• [Description of the task] How many lines in the records below contain the word "blonde"? Reply with the number alone.

• [Entries shown]
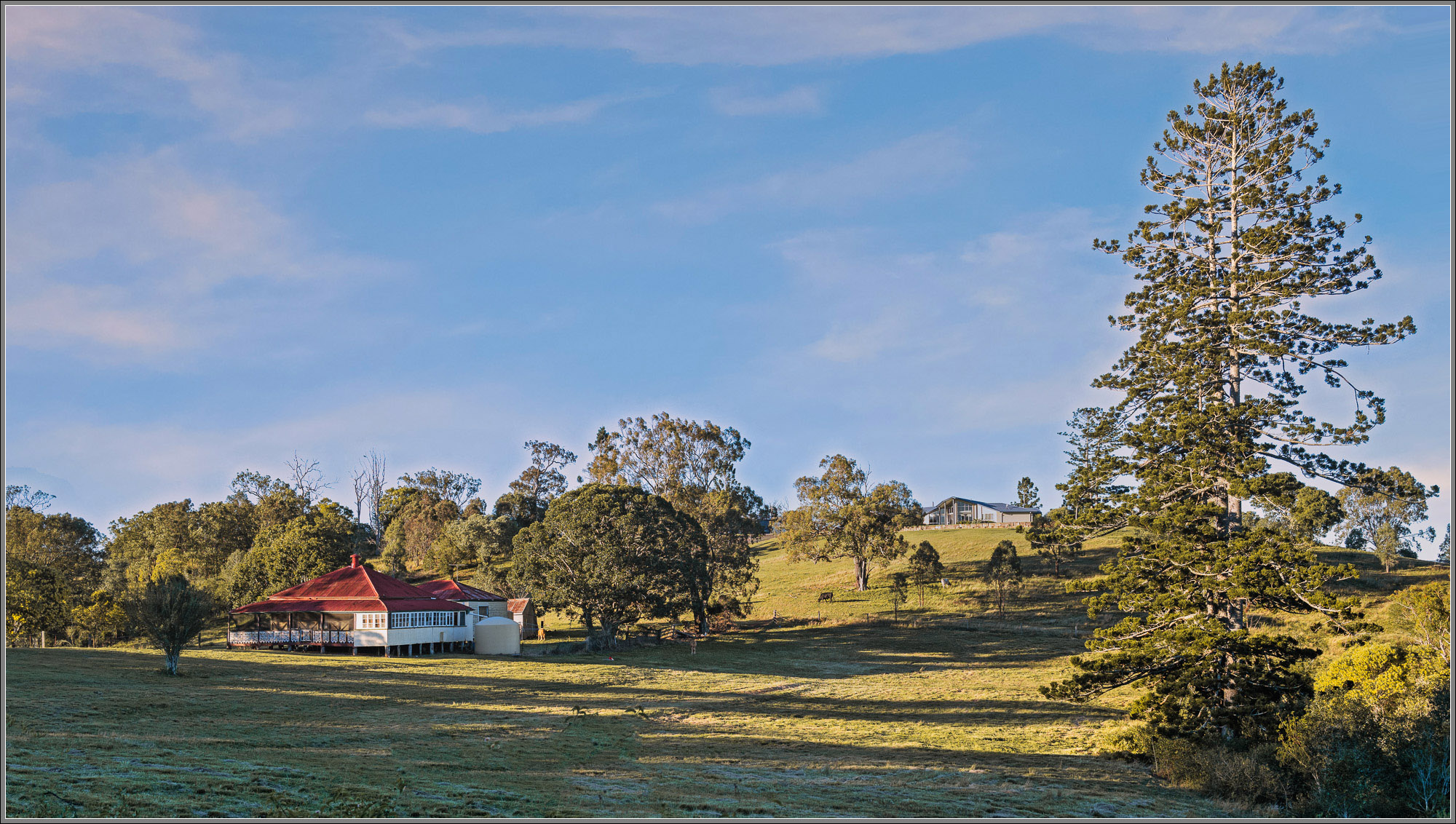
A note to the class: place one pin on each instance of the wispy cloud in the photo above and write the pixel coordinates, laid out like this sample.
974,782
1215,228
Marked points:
151,60
965,338
122,468
133,258
737,103
768,36
481,117
915,164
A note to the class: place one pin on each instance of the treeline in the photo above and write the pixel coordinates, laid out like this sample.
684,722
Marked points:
675,481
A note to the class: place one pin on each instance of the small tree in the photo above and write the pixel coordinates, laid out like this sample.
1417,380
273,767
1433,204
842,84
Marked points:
173,614
925,567
37,601
841,516
1027,494
1387,545
898,592
1004,573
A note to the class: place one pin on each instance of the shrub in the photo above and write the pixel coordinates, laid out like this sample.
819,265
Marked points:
1247,775
1377,739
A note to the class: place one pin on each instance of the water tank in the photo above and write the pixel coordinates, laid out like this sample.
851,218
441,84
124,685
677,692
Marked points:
497,637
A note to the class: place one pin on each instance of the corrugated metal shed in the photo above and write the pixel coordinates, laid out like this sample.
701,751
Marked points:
458,592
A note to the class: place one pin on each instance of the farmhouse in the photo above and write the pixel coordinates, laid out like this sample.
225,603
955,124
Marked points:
355,608
968,512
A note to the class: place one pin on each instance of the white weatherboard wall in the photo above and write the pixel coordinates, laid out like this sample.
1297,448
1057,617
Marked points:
410,635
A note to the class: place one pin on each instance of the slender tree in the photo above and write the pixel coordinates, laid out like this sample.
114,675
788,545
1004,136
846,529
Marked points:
899,592
1209,398
925,567
1385,497
1004,573
173,612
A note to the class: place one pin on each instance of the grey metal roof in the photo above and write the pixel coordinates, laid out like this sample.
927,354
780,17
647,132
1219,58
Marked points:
998,507
1011,509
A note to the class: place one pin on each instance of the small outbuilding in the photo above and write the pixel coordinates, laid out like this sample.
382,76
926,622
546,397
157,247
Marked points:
497,637
523,612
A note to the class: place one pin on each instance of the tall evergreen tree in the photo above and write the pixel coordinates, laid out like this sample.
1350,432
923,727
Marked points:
1209,398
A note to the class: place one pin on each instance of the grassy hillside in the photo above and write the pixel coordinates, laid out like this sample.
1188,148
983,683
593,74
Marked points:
793,589
934,716
799,721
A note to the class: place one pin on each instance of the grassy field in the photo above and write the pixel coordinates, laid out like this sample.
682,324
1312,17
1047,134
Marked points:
797,721
933,716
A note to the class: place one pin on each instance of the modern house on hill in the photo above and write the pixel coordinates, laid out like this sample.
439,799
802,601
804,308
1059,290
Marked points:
353,609
968,512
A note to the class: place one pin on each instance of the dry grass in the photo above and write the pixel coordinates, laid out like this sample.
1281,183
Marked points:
797,721
937,716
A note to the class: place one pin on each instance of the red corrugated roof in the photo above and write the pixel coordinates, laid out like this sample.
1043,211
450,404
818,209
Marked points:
355,606
458,592
353,583
353,589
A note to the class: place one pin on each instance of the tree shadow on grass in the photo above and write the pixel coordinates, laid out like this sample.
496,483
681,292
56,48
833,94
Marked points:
309,723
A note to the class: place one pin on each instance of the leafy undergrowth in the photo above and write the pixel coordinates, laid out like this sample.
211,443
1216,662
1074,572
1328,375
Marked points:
864,720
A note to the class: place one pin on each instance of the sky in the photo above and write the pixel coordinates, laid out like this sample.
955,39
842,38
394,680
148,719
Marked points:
240,235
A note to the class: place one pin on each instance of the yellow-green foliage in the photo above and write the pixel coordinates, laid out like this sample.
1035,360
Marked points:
1384,678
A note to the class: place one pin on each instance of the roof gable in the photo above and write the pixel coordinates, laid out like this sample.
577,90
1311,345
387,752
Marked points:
456,592
353,583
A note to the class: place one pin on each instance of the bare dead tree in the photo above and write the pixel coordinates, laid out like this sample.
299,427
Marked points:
360,478
375,481
308,478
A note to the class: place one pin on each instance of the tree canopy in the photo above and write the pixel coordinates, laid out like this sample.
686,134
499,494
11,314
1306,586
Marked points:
611,555
694,467
842,516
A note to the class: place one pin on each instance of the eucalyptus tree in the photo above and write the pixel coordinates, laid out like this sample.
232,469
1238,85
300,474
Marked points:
609,555
1209,397
842,516
695,467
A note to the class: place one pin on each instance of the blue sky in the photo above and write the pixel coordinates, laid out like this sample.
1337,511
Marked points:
240,234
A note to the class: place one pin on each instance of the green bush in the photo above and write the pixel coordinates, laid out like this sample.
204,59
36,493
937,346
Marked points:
1375,742
1250,777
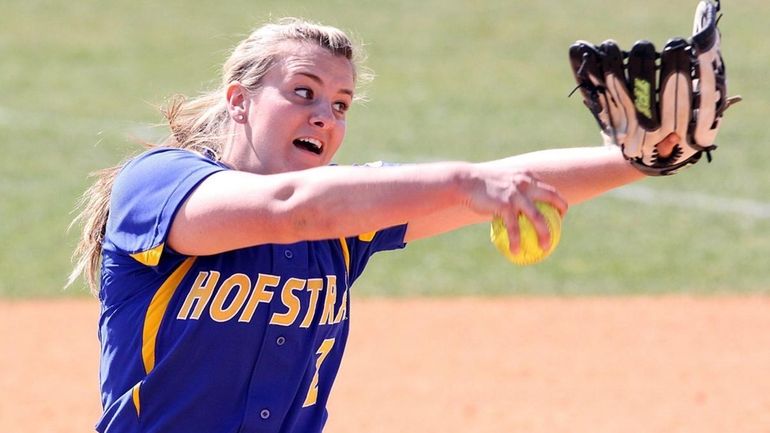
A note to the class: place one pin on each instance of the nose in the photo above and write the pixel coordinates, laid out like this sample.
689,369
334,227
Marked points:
322,116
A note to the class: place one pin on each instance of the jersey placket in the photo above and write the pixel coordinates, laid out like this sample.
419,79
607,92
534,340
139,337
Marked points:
283,358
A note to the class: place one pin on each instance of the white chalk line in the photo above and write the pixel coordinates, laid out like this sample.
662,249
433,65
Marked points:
693,200
633,193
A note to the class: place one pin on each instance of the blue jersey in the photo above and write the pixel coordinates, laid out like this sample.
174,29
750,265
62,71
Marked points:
244,341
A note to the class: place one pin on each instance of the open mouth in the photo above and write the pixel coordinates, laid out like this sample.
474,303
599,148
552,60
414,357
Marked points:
309,144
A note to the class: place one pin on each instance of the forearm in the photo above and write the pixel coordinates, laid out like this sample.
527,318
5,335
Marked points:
579,173
232,210
341,201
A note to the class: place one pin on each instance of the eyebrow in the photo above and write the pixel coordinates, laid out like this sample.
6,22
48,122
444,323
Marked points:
318,80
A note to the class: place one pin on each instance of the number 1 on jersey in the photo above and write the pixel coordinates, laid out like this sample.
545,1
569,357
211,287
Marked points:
323,352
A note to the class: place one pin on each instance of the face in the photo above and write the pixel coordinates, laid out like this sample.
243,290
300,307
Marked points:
296,120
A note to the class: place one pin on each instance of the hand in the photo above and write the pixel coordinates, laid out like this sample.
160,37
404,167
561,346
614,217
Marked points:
508,194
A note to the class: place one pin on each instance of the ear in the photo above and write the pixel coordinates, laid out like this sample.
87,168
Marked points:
237,102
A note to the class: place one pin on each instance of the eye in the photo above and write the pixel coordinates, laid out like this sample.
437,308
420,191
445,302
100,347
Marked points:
304,92
340,107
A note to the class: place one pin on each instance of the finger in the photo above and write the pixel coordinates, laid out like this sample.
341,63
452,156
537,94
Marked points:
547,193
513,229
667,145
539,223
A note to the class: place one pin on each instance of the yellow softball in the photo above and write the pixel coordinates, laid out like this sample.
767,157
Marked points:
529,251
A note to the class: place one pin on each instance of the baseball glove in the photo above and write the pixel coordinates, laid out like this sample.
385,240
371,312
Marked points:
641,96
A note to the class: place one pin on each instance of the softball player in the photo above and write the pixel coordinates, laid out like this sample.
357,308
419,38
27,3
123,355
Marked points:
223,257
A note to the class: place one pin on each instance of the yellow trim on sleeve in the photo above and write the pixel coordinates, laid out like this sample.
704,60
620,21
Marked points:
149,257
157,309
135,398
346,254
367,237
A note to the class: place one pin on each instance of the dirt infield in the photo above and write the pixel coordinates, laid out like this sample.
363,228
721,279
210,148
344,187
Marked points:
667,364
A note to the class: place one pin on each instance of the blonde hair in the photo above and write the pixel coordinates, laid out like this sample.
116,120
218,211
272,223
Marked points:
201,124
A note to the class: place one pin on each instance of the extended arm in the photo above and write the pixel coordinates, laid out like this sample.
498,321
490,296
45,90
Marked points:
577,173
232,210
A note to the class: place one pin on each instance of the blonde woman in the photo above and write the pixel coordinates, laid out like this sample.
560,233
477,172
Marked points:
223,257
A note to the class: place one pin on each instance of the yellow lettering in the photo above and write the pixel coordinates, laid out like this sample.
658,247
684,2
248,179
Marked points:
259,295
314,285
327,316
219,312
323,352
199,295
291,301
342,313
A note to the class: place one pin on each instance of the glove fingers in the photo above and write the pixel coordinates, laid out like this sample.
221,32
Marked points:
621,104
585,60
710,83
675,88
642,76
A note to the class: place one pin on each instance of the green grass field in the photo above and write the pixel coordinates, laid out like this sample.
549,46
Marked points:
80,80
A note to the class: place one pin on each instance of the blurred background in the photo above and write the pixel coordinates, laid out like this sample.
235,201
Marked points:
81,82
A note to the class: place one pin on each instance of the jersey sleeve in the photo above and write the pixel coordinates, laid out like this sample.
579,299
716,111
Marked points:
361,247
146,195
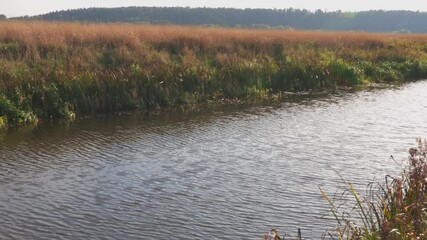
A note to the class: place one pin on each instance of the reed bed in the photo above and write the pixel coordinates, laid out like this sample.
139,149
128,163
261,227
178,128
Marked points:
63,70
395,209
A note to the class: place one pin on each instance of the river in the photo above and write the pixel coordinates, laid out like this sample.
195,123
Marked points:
228,173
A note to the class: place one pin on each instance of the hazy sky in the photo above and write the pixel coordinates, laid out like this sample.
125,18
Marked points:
13,8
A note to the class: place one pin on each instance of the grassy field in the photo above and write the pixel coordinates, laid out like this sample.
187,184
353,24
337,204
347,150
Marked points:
63,70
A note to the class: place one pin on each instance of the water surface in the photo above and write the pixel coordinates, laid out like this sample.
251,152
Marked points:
230,173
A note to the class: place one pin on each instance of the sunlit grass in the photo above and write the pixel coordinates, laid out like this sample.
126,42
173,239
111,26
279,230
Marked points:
59,70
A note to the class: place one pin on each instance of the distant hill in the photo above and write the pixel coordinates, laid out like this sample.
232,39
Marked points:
370,21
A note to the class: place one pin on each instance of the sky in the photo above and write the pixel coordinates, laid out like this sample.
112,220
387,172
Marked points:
13,8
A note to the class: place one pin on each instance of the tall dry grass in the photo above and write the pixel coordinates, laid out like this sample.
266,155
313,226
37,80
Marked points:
58,69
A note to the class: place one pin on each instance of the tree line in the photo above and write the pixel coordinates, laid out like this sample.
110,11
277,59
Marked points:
370,21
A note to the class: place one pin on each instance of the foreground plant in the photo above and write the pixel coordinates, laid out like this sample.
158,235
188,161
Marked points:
394,210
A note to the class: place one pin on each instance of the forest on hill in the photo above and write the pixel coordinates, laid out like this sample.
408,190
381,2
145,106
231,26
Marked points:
369,21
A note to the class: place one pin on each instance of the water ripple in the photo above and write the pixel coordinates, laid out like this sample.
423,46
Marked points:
226,174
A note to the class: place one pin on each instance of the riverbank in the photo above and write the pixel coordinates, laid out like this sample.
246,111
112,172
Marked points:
64,70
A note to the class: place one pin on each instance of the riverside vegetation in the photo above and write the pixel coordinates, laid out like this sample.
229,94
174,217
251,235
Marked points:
393,210
63,70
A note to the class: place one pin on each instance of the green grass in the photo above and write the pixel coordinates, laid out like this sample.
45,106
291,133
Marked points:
393,210
59,70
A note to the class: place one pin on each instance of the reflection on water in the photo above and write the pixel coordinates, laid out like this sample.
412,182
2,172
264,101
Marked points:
228,173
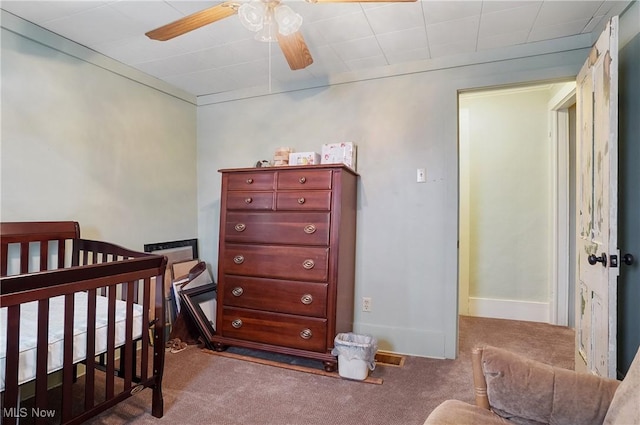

• [Finished task] 2